WORK TASK:
Leaving the pictures aside, repeat the entries exactly.

#####

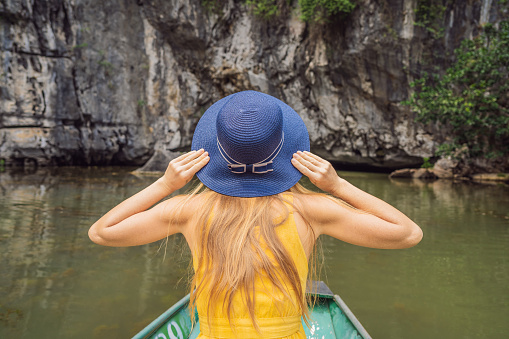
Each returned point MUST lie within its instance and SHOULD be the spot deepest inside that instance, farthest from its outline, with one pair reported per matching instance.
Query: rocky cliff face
(110, 82)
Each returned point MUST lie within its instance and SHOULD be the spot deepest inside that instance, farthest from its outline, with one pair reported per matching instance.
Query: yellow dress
(280, 319)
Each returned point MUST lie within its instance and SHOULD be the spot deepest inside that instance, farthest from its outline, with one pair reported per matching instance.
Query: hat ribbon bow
(261, 167)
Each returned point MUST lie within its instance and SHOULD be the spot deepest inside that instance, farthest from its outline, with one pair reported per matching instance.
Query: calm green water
(55, 283)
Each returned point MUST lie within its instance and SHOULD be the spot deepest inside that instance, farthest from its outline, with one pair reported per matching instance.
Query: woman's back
(277, 313)
(251, 270)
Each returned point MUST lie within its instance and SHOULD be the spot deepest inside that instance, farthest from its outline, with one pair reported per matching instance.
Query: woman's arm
(372, 223)
(132, 222)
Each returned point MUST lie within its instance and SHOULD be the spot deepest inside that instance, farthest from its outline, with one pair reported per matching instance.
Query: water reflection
(56, 283)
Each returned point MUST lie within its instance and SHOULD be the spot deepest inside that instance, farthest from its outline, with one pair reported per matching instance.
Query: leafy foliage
(321, 10)
(311, 10)
(266, 9)
(471, 98)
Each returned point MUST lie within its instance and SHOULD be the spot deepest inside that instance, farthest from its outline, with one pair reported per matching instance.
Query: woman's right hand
(182, 169)
(319, 171)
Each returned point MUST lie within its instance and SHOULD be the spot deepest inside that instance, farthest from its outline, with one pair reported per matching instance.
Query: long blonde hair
(230, 254)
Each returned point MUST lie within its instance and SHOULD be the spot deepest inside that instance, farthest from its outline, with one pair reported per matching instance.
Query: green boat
(330, 318)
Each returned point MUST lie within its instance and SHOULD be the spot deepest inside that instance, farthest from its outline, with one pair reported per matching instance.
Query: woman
(252, 228)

#####

SOLUTION BELOW:
Each returned point MUST lie within its instance and SHOULD be the spot deepest inside that instance, farthest from its outline, with one pair reported per matching instance.
Query: rocky cliff face
(110, 82)
Each returned point MUST lie within its instance and SHOULD be the spot deepest inside that instance, farthest from its outline, with one pair reported per matching instance.
Query: yellow dress
(280, 319)
Each returned point MUST lie within its instance and SHOULD be the spot deepest inside that instance, farthest from its outline, with one pair reported per matching instance.
Query: hat ribbon bow
(261, 167)
Each returned point MUST lie within its instance and SHOULD be the spot deepest inside that instance, farthest from its outline, with one pair reported per matching instance.
Query: calm green water
(55, 283)
Each returned point MUST lie within its instance and SHOULD be the spot deepest inside that instance, farthest from its outline, with one pair reported per matching instance.
Query: woman's back
(277, 313)
(251, 270)
Each returned point MUST lie within its instance and SHOULD be the spot deepest inside that instance, farthest from its outline, with one pair reported per matching instance.
Query: woman's arm
(372, 223)
(132, 222)
Each returned point MUST lie within its instance and SHOULD be the spot deepest inside that instance, farthest from its outline, with one pair reported per matching instance.
Query: water reflection
(56, 283)
Each returned point MUST lie within its instance and SHOULD be the spot deepest inside that instance, farthest from its outline, with one pair reported per matching instance.
Query: leafy foliage
(321, 10)
(311, 10)
(266, 9)
(471, 98)
Each returned point MUST lie within its instance and SHOULD be the spot deepest inside that instance, farthest from its outline, with one pair reported per matching instance.
Query: woman's right hand
(182, 169)
(319, 171)
Each returned point MUST lie within its instance and SHOULD be the spot deepest inside that instance, farthest from its outline, with one pair reported per matching instance.
Query: long blonde hair
(230, 254)
Each returned point MUST lie within its instance and SHOULD be the spot deepest inside that instance, farthest from its outline, with one pair reported per matching instance.
Query: green boat
(330, 318)
Each returned point MUST lie within its instance and SHOULD be the spot deepest inside that instance, farthest from its outline, with one pair reported per matching instance.
Query: woman
(252, 228)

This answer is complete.